> [Exercise requirements]
Return each line of the data below that contains the word "seated", copied without any change.

> [Stored records]
/---

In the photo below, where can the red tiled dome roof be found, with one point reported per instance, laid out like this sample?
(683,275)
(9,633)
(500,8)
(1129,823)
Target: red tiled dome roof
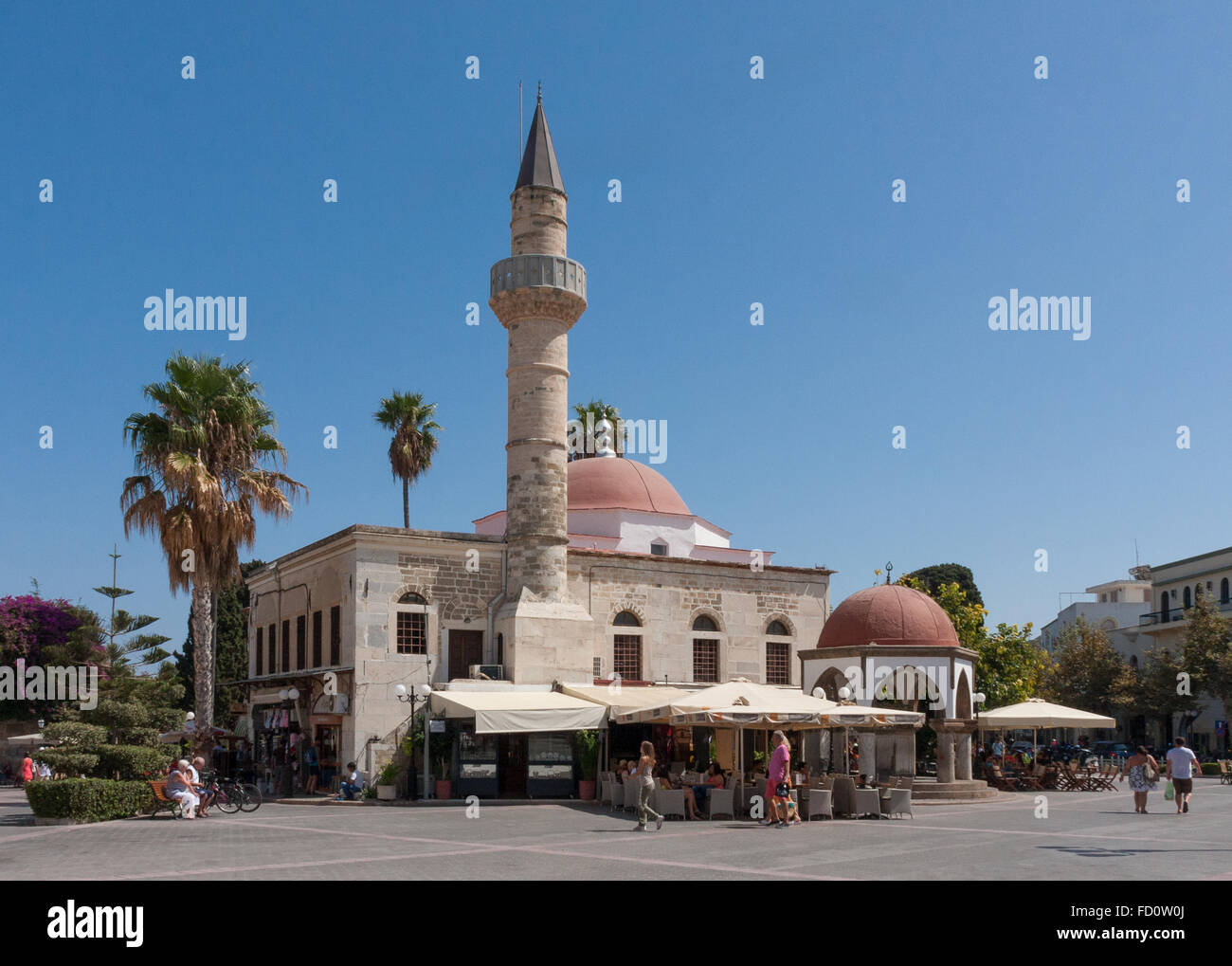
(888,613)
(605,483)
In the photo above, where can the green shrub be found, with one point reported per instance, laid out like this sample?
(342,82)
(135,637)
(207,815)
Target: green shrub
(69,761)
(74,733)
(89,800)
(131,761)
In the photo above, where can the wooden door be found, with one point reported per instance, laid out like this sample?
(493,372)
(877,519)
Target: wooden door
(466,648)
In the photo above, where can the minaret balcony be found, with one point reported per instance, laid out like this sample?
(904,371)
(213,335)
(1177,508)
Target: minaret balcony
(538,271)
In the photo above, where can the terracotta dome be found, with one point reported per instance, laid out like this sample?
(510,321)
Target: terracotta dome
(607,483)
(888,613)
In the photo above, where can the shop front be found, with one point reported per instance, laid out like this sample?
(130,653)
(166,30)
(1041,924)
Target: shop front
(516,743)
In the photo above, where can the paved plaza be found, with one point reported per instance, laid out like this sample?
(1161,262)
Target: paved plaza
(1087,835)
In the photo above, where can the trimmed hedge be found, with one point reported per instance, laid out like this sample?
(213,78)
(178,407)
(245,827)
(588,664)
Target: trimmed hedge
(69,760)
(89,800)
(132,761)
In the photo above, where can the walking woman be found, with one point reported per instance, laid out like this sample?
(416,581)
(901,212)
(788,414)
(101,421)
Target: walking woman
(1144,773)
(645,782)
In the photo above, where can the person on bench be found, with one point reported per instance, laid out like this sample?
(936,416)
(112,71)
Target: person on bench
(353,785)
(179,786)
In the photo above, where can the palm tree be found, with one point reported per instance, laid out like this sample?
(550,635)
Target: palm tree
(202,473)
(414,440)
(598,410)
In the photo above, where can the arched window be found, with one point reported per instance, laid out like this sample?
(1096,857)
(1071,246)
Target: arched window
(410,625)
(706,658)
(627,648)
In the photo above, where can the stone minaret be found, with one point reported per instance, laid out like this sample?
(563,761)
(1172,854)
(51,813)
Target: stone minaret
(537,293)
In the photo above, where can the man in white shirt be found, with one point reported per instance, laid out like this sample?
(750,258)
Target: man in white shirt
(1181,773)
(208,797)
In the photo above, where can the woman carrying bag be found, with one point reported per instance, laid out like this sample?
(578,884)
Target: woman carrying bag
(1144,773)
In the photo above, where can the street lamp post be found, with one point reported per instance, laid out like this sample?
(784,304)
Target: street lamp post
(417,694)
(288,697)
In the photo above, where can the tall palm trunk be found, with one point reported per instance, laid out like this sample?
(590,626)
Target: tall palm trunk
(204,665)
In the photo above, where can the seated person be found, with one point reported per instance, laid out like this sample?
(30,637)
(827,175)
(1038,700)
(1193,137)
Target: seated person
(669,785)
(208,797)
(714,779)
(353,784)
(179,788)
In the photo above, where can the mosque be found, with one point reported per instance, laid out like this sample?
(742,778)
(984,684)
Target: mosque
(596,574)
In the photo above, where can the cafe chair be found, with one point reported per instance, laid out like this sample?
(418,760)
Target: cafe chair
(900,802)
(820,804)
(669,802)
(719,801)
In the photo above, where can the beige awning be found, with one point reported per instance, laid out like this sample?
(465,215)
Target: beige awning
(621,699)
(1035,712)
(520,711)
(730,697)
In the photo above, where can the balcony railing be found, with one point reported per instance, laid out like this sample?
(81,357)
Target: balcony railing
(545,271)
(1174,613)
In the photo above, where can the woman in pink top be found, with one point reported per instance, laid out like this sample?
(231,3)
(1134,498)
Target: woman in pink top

\---
/---

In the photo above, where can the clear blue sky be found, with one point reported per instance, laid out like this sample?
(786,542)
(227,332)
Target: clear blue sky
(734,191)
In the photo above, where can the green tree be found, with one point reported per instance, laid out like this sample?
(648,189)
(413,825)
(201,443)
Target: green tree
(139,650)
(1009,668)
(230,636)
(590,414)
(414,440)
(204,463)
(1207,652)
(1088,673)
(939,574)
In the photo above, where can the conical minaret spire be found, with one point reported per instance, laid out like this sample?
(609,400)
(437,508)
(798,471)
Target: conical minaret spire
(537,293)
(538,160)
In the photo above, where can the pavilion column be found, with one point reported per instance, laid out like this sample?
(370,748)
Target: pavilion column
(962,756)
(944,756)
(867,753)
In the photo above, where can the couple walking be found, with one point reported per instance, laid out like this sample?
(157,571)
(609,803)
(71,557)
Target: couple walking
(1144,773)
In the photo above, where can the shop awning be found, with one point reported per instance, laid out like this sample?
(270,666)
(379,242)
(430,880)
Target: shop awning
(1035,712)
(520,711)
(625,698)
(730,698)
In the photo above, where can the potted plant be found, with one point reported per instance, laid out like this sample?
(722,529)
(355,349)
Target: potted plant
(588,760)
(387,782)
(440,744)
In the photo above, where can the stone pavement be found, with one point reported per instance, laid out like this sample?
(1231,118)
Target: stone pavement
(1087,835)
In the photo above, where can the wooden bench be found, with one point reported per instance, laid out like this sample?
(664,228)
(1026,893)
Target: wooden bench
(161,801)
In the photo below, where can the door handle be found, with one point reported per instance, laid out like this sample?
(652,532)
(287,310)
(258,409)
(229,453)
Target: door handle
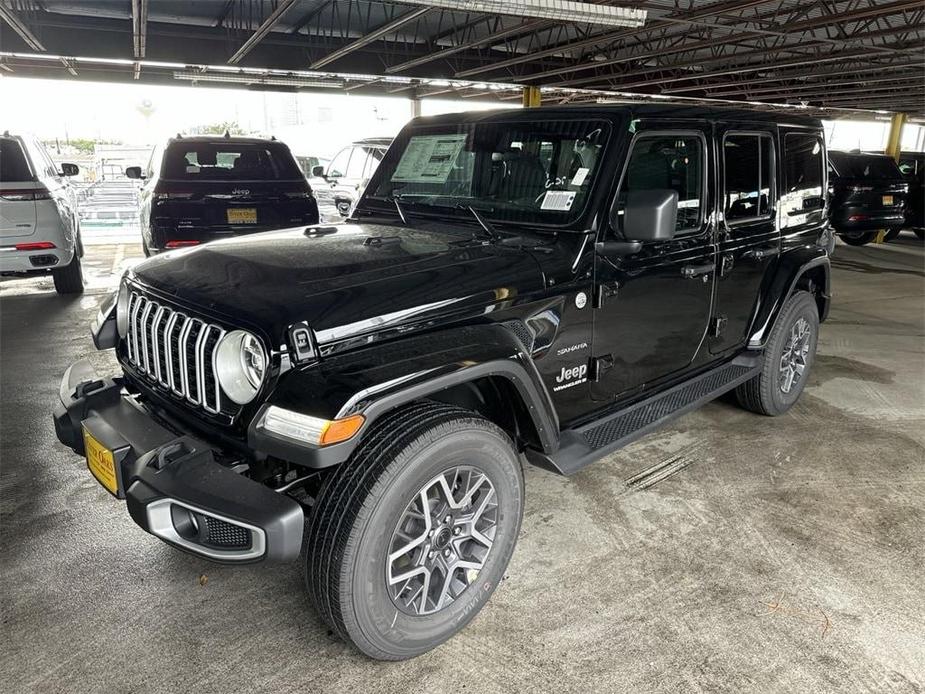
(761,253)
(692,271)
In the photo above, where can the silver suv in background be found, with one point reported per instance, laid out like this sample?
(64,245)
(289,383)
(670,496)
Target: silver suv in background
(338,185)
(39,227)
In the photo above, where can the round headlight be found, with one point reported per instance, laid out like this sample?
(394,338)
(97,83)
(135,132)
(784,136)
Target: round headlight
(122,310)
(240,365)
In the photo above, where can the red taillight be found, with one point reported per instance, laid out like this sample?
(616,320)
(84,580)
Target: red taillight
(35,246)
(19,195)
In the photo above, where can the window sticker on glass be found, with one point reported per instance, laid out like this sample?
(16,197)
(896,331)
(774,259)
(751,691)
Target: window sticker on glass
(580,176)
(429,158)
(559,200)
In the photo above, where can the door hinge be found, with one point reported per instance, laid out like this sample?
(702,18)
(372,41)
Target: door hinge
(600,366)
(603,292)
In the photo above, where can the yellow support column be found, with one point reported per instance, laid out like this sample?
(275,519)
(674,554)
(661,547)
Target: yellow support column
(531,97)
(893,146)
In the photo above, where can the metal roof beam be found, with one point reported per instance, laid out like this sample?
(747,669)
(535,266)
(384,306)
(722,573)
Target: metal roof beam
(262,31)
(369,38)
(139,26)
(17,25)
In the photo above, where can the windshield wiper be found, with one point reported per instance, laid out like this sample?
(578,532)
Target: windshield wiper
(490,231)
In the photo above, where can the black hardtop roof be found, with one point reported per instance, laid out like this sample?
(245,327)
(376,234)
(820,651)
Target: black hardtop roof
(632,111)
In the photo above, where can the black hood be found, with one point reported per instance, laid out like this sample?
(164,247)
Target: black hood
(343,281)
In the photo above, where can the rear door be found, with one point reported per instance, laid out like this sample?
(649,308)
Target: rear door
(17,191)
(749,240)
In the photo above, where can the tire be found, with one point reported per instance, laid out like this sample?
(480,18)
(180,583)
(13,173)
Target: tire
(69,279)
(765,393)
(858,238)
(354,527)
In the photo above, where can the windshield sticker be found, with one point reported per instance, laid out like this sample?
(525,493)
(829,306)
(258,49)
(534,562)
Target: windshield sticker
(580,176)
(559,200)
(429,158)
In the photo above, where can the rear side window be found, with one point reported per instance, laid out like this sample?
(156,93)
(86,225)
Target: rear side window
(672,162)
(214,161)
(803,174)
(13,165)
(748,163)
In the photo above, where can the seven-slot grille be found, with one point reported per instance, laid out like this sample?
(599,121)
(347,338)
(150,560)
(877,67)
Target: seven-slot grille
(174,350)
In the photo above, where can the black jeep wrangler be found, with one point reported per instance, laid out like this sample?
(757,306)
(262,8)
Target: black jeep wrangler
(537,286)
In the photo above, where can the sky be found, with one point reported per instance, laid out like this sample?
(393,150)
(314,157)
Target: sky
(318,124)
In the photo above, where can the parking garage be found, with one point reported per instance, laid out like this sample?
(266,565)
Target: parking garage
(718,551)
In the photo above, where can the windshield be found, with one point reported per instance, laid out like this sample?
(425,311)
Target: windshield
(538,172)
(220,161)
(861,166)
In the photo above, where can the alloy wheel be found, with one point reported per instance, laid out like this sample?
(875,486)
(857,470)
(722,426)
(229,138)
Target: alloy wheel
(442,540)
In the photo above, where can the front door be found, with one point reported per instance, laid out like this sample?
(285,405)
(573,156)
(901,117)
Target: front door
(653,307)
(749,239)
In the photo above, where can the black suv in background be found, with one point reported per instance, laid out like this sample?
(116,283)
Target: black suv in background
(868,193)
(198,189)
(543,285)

\---

> [Answer for this exercise]
In the photo above, where can the seated person be found, with one point reported per instance, laid out like this sample?
Target: seated person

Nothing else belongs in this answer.